Your answer must be an exact copy of the records below, with no pictures in it.

EXERCISE MATERIAL:
◆ ◆ ◆

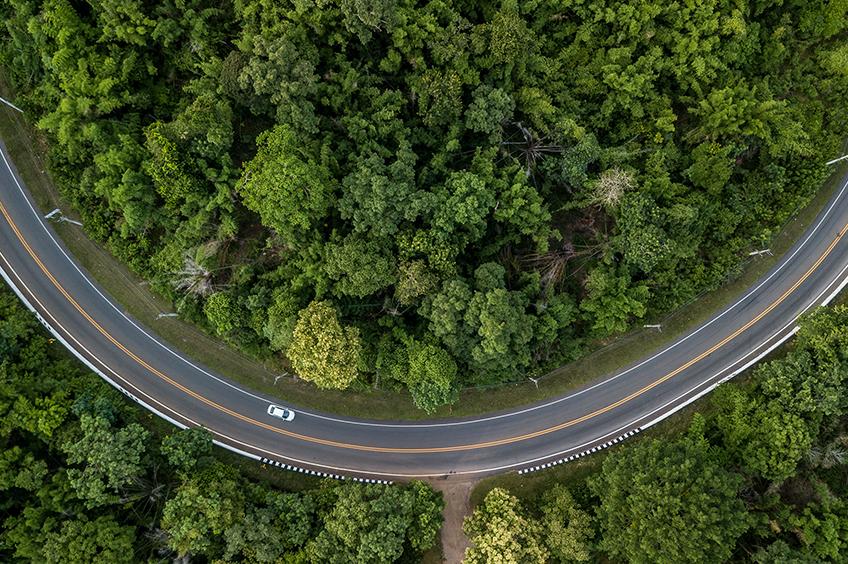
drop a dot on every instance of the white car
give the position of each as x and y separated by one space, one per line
281 412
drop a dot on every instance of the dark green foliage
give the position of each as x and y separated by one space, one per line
760 477
83 481
669 502
377 152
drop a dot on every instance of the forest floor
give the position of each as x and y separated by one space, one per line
28 150
457 496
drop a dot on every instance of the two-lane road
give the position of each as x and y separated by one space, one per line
84 319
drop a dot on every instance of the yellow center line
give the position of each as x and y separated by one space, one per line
367 448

◆ ◆ ◆

WRITTEN SOLUTION:
drop a dot on every instance of the white car
give the position of each as x and y separated by one space, one per line
281 412
drop a dot on every instance of the dark green foliage
give the position of each as x and y separated by one space, one per line
760 477
83 481
669 502
377 152
drop a dot on every instance of the forest floor
give the position of each as x and y separated by one space, one per line
28 150
457 496
drop a dot on every instance of the two-lane road
give the position of each as x and y separated by one space, one per line
84 319
drop a dot on every instance of the yellow center line
give the position of each as x and y separated by one space, one per line
367 448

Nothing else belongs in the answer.